*Source text:*
## Start
Read $_DEV_SHARED/task-hygiene.md.
Anti-Rationalizations
| Temptation | Reality |
|---|---|
| "The code is simple enough — I can skip characterization tests" | No safety net = no proof behavior unchanged. Characterization tests only proof. |
| "I'll fix this adjacent bug while I'm in here" | Scope creep conflates history. Adjacent bugs go in Follow-up, not this session. |
| "The tests are too brittle — I'll refactor them as well" | Refactoring tests + prod code simultaneously makes regressions unattributable. Fix tests first, separate pass. |
| "I know the codebase — no need for coverage audit" | Untested edge cases = most common refactoring breakage. Audit finds what you don't know you don't know. |
| "This is a small change — Step 4's max-5 cycles are overkill" | Simple changes = simple test loops. Guard costs nothing when unneeded; prevents runaway sessions when it is. |
Project Detection
Read $_DEV_SHARED/runner-detection.md — sets $TEST_CMD (full suite) and $PYTEST_CMD (pytest flags). Run at skill start.
Optional --plan <path>: if $ARGUMENTS ends with --plan <path>, read plan file first. Extract Affected files, Risks, Suggested approach — use to inform Step 1 scope analysis. Skip redundant codebase exploration for already-classified files. Store plan path as PLAN_FILE.
Read $_DEV_SHARED/preflight-helpers.md — execute --plan path extraction; sets $PLAN_FILE.
Checkpoint init: run DEV_DIR=$(python "${CLAUDE_PLUGIN_ROOT:-plugins/develop}/bin/dev_run_dir.py" 2>/dev/null) # timeout: 5000 to create .developments/<TS>/ and capture path. Write checkpoint.md inside $DEV_DIR. After each major step (1, 2, 3, 4, 5), append step: N — completed to $DEV_DIR/checkpoint.md. On skill start, check for existing .developments/*/checkpoint.md — offer resume from last completed step if found.
Flag parsing
Parse flags into actual shell variables (not prose) so downstream blocks see correct values. Persist to temp files for cross-block access (bash state lost between Bash() calls):
# timeout: 5000
CHALLENGE_ENABLED=true
SEMBLE_ENABLED=false
TEAM_MODE=false
ACCEPT_NO_PLAN=false
[[ " $ARGUMENTS " == *" --no-challenge "* ]] && CHALLENGE_ENABLED=false
[[ " $ARGUMENTS " == *" --semble "* ]] && SEMBLE_ENABLED=true
[[ " $ARGUMENTS " == *" --team "* ]] && TEAM_MODE=true
[[ " $ARGUMENTS " == *" --accept-no-plan "* ]] && ACCEPT_NO_PLAN=true
echo "$CHALLENGE_ENABLED" > ${TMPDIR:-/tmp}/dev-challenge-enabled
echo "$SEMBLE_ENABLED" > ${TMPDIR:-/tmp}/dev-semble-enabled
echo "$TEAM_MODE" > ${TMPDIR:-/tmp}/dev-team-mode
echo "$ACCEPT_NO_PLAN" > ${TMPDIR:-/tmp}/dev-accept-no-plan
Downstream blocks read back, e.g. TEAM_MODE=$(cat ${TMPDIR:-/tmp}/dev-team-mode 2>/dev/null || echo false).
## End
*Data supplied:*
## Start
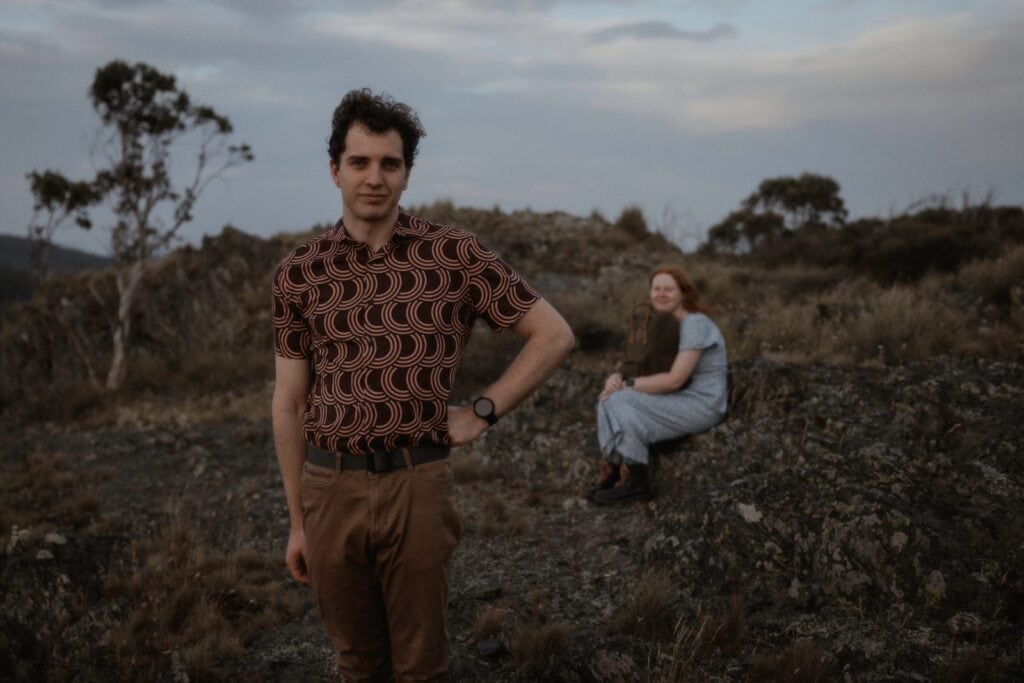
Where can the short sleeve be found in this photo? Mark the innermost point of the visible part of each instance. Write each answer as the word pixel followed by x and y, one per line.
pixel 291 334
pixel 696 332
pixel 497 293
## End
## Start
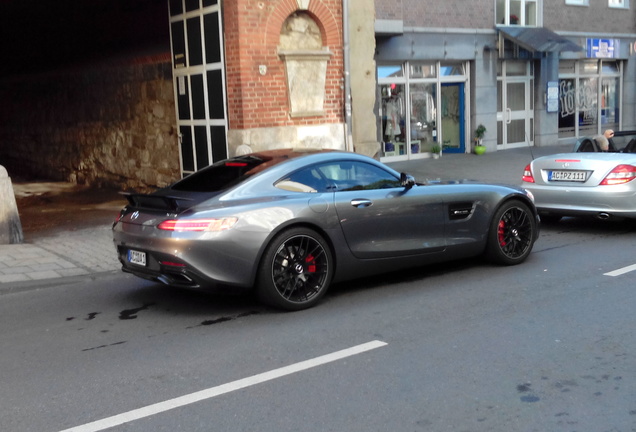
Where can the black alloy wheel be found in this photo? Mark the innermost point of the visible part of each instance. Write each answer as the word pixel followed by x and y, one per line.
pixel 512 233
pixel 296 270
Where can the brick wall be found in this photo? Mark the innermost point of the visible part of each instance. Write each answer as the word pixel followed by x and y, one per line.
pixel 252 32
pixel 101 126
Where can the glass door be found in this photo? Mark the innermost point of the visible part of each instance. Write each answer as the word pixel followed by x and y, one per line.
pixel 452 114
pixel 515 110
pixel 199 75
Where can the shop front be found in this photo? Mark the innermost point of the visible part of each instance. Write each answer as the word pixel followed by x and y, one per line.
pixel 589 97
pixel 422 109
## End
*Objectives:*
(1) According to the source text, after which steps is a completion line appended to checkpoint.md?
(2) Copy word for word the part of the rows that opens with the line containing "Where can the brick" and closes with the line containing "pixel 101 126", including both of those lines.

*Results for the exercise:*
(1) After each major step: steps 1, 2, 3, 4, and 5.

(2)
Where can the brick wall be found in this photo? Mark the innermost point of the visible part of each instance. Write each answer as the word pixel followed by x and y, one per line.
pixel 252 32
pixel 101 126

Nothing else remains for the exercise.